##### Recorded data

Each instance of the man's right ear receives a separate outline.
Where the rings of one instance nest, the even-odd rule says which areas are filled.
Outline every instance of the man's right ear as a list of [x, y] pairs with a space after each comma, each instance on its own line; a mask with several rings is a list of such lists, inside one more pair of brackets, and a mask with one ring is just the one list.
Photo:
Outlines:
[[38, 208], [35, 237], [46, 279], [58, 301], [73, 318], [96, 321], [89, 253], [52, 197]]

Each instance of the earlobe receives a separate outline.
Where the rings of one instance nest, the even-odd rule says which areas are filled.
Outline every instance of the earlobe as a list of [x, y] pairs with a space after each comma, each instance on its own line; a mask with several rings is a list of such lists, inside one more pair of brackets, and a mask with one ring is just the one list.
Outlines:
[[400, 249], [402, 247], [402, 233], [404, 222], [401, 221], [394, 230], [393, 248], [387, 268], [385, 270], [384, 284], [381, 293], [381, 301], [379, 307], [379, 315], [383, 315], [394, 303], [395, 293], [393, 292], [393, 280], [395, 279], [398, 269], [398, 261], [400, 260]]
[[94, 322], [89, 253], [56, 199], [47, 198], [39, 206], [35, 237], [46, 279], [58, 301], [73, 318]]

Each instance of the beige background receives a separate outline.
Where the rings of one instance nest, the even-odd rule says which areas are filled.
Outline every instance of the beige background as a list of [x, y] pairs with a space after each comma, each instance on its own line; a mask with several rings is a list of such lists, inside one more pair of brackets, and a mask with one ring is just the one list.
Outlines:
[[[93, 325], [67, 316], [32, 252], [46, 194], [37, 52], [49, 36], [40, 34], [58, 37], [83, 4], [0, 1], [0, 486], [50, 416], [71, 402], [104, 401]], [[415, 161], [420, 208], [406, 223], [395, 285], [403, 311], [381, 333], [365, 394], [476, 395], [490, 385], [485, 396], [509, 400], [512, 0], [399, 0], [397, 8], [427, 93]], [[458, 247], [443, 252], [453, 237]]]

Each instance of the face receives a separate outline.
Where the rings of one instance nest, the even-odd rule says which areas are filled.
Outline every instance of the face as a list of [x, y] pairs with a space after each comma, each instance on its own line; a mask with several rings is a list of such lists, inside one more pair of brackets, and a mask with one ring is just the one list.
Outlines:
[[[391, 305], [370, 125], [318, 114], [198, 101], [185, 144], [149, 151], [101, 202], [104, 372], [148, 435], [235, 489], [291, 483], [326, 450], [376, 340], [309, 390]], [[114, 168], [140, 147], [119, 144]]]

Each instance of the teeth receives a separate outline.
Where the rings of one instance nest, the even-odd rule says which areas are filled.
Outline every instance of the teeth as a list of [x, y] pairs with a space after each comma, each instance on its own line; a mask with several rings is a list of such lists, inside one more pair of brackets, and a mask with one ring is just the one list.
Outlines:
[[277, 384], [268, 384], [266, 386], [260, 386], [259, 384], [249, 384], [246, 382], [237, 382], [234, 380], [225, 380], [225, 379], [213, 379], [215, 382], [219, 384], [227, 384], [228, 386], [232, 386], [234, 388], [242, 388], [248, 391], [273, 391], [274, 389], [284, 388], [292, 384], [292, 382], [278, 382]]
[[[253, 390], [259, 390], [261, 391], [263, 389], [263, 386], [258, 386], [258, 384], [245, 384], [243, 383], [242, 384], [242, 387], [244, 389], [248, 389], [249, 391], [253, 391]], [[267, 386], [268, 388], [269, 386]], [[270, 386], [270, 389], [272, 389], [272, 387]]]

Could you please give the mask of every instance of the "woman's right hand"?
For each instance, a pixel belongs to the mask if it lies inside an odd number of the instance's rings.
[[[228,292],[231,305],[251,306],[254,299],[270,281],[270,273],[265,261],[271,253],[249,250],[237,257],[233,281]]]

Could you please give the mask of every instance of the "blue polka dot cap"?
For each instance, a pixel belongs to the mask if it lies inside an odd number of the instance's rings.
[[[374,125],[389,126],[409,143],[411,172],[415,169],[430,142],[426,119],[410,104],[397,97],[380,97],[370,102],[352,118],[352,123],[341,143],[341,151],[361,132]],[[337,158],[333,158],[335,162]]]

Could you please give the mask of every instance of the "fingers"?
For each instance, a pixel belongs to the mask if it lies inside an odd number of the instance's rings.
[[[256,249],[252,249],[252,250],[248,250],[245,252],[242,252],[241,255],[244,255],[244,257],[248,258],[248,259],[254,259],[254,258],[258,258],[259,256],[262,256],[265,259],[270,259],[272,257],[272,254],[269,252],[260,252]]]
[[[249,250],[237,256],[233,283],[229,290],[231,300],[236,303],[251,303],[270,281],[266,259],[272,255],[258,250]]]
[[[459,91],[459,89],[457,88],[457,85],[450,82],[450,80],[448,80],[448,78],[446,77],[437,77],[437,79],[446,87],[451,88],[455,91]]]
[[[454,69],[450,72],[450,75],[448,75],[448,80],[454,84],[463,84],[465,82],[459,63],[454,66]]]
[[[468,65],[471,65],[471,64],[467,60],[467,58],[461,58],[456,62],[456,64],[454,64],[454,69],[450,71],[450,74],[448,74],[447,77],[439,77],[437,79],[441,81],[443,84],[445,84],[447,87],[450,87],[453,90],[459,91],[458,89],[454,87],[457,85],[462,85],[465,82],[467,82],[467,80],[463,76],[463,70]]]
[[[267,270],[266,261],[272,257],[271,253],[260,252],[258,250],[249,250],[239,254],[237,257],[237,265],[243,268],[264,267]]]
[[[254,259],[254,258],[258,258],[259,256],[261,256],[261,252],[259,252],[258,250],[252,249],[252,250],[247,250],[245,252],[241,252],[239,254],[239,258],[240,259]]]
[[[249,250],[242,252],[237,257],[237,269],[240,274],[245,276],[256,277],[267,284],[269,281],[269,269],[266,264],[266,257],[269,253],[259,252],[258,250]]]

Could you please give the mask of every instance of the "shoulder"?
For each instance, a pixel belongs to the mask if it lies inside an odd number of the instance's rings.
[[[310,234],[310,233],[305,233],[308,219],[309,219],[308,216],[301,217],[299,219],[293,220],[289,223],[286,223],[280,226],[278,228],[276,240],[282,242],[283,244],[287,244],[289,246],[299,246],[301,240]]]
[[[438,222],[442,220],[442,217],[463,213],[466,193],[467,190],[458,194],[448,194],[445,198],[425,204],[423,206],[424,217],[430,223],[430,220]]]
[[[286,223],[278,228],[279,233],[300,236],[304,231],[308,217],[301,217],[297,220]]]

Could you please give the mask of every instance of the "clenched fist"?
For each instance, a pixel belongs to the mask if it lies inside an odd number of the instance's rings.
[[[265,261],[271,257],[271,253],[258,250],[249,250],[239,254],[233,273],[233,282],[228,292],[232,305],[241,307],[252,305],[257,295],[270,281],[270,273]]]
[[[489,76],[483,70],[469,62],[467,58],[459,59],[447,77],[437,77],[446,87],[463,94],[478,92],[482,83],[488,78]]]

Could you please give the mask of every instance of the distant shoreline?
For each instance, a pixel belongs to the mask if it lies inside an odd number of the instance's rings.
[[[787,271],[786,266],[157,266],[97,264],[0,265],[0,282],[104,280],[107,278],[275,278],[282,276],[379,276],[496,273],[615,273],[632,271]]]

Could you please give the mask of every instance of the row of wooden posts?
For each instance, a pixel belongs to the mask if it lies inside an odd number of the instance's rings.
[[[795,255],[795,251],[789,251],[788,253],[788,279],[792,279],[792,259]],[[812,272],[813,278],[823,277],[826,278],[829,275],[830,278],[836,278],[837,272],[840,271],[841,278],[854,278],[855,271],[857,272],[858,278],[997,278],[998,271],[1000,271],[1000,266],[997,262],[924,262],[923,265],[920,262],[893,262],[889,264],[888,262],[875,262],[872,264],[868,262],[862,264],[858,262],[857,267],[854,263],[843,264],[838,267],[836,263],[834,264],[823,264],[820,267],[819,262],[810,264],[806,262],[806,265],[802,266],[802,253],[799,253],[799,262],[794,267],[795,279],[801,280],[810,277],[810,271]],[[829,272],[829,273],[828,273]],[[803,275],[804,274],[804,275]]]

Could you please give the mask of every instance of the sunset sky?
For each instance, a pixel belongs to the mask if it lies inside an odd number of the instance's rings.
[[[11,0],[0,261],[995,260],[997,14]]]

##########
##### Recorded data

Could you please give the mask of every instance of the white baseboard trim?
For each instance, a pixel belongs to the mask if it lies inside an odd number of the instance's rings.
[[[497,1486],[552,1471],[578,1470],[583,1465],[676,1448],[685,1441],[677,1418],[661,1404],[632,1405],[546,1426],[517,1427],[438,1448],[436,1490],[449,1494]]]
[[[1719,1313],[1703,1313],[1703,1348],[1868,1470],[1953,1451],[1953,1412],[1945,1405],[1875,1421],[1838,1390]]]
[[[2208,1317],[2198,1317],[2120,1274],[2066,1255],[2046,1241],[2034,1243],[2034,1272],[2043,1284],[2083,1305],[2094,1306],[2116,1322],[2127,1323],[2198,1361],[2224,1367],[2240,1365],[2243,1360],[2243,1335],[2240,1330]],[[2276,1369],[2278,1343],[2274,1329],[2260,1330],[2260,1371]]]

##########

What is needed. Please state how many lines in the material above include the word "background". Nothing but the number is wanted.

Solved problem. 2